Textauszug |
━━━━━━━━

Compiliere D:\Java Dateien\Zinsen\CSparbuchNutzen2.java mit Java-Compiler
CSparbuchNutzen2.java:3:7: <identifier> expected
import .CSparbuch;
      ^
1 error


----------



## SlaterB (12. Aug 2009)

korrekt, da ja
import .CSparbuch;
nichts mit 
import packageName[.weiterePackageName].Klassenname;
zu tun hat?!

nochmal als Beispiel:

import package1.Klassenname;
import package1.package2.Klassenname;
import package1.package2.[..].package4893578.Klassenname;

alles andere gibts nicht


----------



## Xell1986 (12. Aug 2009)

wie soll ich die datei nennen die die erste zeile 
package sparbuchprojekt 
hat?


----------



## Schandro (12. Aug 2009)

Weiterhin
[Klassenname].java

die package-Struktur ändert nix am Dateinnamen


----------



## SlaterB (12. Aug 2009)

━━━━━━━━

Gegebene Daten |
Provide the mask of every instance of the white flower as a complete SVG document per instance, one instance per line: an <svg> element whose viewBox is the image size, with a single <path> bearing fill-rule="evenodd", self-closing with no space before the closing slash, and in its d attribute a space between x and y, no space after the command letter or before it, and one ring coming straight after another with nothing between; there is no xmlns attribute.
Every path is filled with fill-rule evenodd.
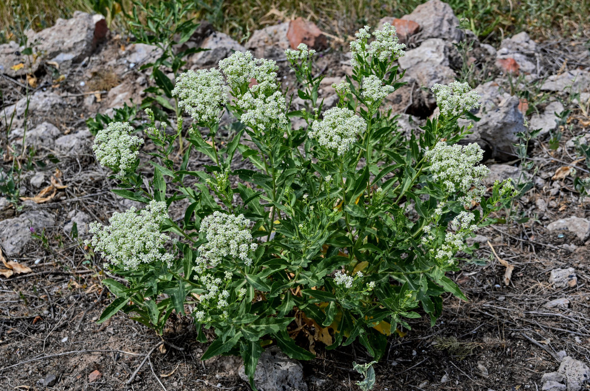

━━━━━━━━

Aufgaben |
1) Wie soll die Datei laut Schandro im Textauszug heißen?
2) Schreib einen Teil aus dem Textauszug genau ab: Fang bei den Worten „import package1.Klassenname;“ an und hör nach „Xell1986 (12. Aug 2009)“ auf.
Die Daten kommen aus einer anderen Quelle.

Lösungen |
1) Weiterhin [Klassenname].java.

2)
import package1.Klassenname;
import package1.package2.Klassenname;
import package1.package2.[..].package4893578.Klassenname;

alles andere gibts nicht


----------



## Xell1986 (12. Aug 2009)